[Data extracted from a collection]:

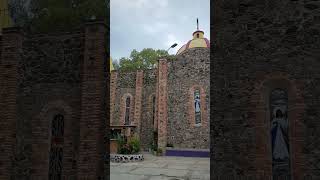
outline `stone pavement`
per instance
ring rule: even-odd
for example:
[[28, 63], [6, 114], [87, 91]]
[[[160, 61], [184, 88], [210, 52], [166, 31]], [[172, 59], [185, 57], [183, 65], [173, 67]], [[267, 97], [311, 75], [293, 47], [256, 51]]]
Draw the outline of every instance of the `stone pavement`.
[[134, 163], [110, 162], [110, 180], [210, 180], [210, 158], [144, 154]]

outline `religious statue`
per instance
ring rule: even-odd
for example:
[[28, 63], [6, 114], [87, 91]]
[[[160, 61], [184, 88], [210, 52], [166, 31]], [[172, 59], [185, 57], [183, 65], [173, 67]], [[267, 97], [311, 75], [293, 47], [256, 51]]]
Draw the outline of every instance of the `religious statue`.
[[196, 95], [194, 103], [195, 103], [196, 112], [200, 112], [200, 97], [199, 97], [199, 95]]
[[275, 89], [271, 92], [270, 110], [273, 179], [290, 179], [288, 94], [286, 90]]
[[200, 124], [201, 123], [201, 115], [200, 115], [200, 92], [199, 90], [196, 90], [194, 92], [194, 108], [195, 108], [195, 123]]
[[274, 111], [274, 117], [271, 121], [273, 159], [286, 160], [289, 158], [288, 119], [280, 109]]

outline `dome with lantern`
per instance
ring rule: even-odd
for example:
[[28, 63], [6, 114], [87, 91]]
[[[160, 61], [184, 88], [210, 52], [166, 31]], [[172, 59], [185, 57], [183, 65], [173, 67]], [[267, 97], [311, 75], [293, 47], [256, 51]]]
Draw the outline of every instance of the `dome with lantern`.
[[210, 41], [204, 37], [204, 32], [199, 30], [197, 19], [197, 30], [192, 34], [193, 38], [183, 45], [177, 52], [179, 55], [192, 48], [210, 48]]

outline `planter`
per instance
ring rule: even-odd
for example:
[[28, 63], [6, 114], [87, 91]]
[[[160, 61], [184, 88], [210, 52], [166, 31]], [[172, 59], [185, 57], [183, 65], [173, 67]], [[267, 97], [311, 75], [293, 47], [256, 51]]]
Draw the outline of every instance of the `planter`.
[[143, 161], [142, 154], [110, 154], [110, 161], [115, 163], [129, 163]]
[[162, 153], [163, 153], [162, 149], [161, 149], [161, 148], [158, 148], [158, 150], [157, 150], [157, 156], [162, 156]]
[[115, 154], [118, 151], [118, 142], [116, 139], [110, 139], [110, 154]]

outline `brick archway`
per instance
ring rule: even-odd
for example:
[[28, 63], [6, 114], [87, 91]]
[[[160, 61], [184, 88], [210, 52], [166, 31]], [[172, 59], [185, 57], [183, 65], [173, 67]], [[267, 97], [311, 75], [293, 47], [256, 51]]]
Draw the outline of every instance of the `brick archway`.
[[130, 111], [129, 111], [129, 123], [134, 124], [134, 97], [130, 93], [125, 93], [121, 97], [120, 102], [120, 125], [125, 125], [125, 116], [126, 116], [126, 99], [130, 98]]
[[291, 175], [294, 179], [301, 179], [304, 159], [303, 125], [300, 116], [304, 111], [301, 96], [302, 82], [292, 80], [285, 73], [276, 72], [267, 75], [260, 74], [254, 87], [249, 103], [249, 111], [252, 111], [253, 114], [249, 121], [255, 129], [257, 157], [254, 163], [256, 168], [263, 174], [272, 176], [269, 95], [273, 89], [282, 88], [288, 92]]
[[200, 90], [200, 110], [201, 110], [201, 126], [208, 127], [208, 116], [207, 116], [207, 102], [206, 102], [206, 92], [203, 86], [194, 85], [189, 89], [189, 123], [191, 127], [195, 127], [195, 107], [194, 107], [194, 91], [196, 89]]
[[[66, 104], [63, 100], [52, 101], [43, 106], [42, 110], [35, 117], [34, 122], [37, 123], [37, 126], [32, 127], [32, 135], [33, 135], [33, 143], [32, 149], [32, 162], [36, 165], [36, 167], [32, 167], [35, 169], [37, 174], [33, 174], [35, 177], [44, 177], [44, 179], [48, 178], [49, 173], [49, 156], [50, 156], [50, 147], [51, 147], [51, 121], [55, 114], [62, 114], [64, 116], [64, 153], [63, 153], [63, 168], [62, 168], [62, 176], [72, 176], [74, 174], [70, 174], [72, 170], [72, 162], [69, 162], [65, 157], [68, 158], [76, 158], [74, 157], [73, 147], [70, 143], [73, 142], [73, 131], [72, 127], [75, 125], [72, 122], [73, 119], [73, 110], [72, 108]], [[40, 123], [40, 124], [39, 124]], [[41, 127], [41, 128], [39, 128]], [[71, 138], [70, 138], [71, 137]], [[41, 163], [39, 163], [41, 162]]]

[Exercise requirements]:
Each entry gets copied exactly; the pictures stay out.

[Solution for this task]:
outline `stone pavement`
per instance
ring rule: even-odd
for example:
[[28, 63], [6, 114], [87, 91]]
[[[160, 61], [184, 88], [210, 52], [166, 31]], [[172, 59], [185, 57], [183, 65], [173, 67]], [[267, 97], [311, 75], [293, 47], [256, 51]]]
Draw the outline of every instance of the `stone pavement`.
[[134, 163], [110, 162], [110, 180], [210, 180], [210, 158], [144, 154]]

outline `religious statue`
per instance
ring rule: even-odd
for example:
[[28, 63], [6, 114], [87, 91]]
[[[160, 61], [184, 88], [210, 52], [166, 31]], [[172, 59], [185, 57], [183, 65], [173, 67]], [[267, 97], [311, 75], [293, 47], [256, 51]]]
Draw the outline of every instance of the `religious statue`.
[[196, 95], [194, 103], [195, 103], [196, 112], [200, 112], [200, 97], [199, 97], [199, 95]]
[[275, 89], [271, 92], [270, 110], [273, 179], [290, 179], [288, 94], [286, 90]]
[[200, 124], [201, 123], [201, 115], [200, 115], [200, 92], [199, 90], [196, 90], [194, 92], [194, 108], [195, 108], [195, 123]]
[[274, 111], [274, 117], [271, 121], [273, 159], [286, 160], [289, 158], [288, 119], [280, 109]]

outline `dome with lantern`
per instance
ring rule: even-odd
for example:
[[28, 63], [6, 114], [87, 91]]
[[[160, 61], [184, 88], [210, 52], [166, 31]], [[172, 59], [185, 57], [183, 65], [173, 67]], [[267, 97], [311, 75], [293, 47], [256, 51]]]
Draw the outline of every instance of the `dome with lantern`.
[[210, 41], [204, 37], [204, 32], [199, 30], [197, 19], [197, 30], [192, 34], [193, 38], [183, 45], [177, 52], [179, 55], [192, 48], [210, 48]]

outline `planter`
per instance
ring rule: even-odd
for example:
[[28, 63], [6, 114], [87, 91]]
[[[160, 61], [184, 88], [210, 52], [166, 31]], [[172, 59], [185, 57], [183, 65], [173, 67]], [[267, 97], [311, 75], [293, 47], [256, 51]]]
Draw the outline of every instance of the `planter`.
[[143, 161], [142, 154], [110, 154], [110, 161], [115, 163], [129, 163]]
[[162, 153], [163, 153], [162, 149], [161, 149], [161, 148], [158, 148], [158, 150], [157, 150], [157, 156], [162, 156]]
[[115, 154], [118, 151], [118, 142], [116, 139], [110, 139], [110, 154]]

outline `brick archway`
per instance
ring rule: even-odd
for example:
[[28, 63], [6, 114], [87, 91]]
[[[160, 61], [184, 88], [210, 52], [166, 31]], [[172, 59], [185, 57], [183, 65], [173, 67]], [[267, 97], [311, 75], [293, 47], [256, 51]]]
Draw the outline of every instance of the `brick archway`.
[[130, 111], [129, 111], [129, 123], [134, 124], [134, 97], [130, 93], [125, 93], [121, 97], [120, 102], [120, 125], [125, 125], [125, 116], [126, 116], [126, 99], [130, 98]]
[[291, 175], [294, 179], [301, 179], [304, 159], [303, 125], [300, 116], [304, 111], [301, 96], [302, 82], [292, 80], [285, 73], [276, 72], [267, 75], [260, 74], [254, 87], [249, 103], [249, 111], [252, 111], [253, 114], [249, 121], [255, 129], [257, 157], [254, 163], [256, 168], [263, 174], [272, 176], [269, 95], [273, 89], [282, 88], [288, 92]]
[[200, 90], [200, 110], [201, 110], [201, 126], [208, 127], [208, 116], [207, 116], [207, 102], [206, 102], [206, 92], [203, 86], [194, 85], [189, 89], [189, 123], [191, 127], [195, 127], [195, 107], [194, 107], [194, 91], [196, 89]]
[[[66, 104], [63, 100], [52, 101], [43, 106], [42, 110], [35, 117], [34, 122], [37, 123], [37, 126], [32, 127], [32, 135], [33, 135], [33, 143], [32, 149], [32, 162], [36, 165], [36, 167], [32, 167], [35, 169], [37, 174], [33, 174], [35, 177], [44, 177], [44, 179], [48, 178], [49, 173], [49, 156], [50, 156], [50, 147], [51, 147], [51, 121], [55, 114], [62, 114], [64, 116], [64, 153], [63, 153], [63, 168], [62, 168], [62, 176], [72, 176], [74, 174], [70, 174], [72, 170], [72, 162], [69, 162], [65, 157], [68, 158], [76, 158], [74, 157], [73, 147], [70, 143], [73, 142], [73, 131], [72, 127], [75, 125], [72, 122], [73, 119], [73, 110], [72, 108]], [[40, 123], [40, 124], [39, 124]], [[41, 127], [41, 128], [39, 128]], [[71, 138], [70, 138], [71, 137]], [[41, 163], [39, 163], [41, 162]]]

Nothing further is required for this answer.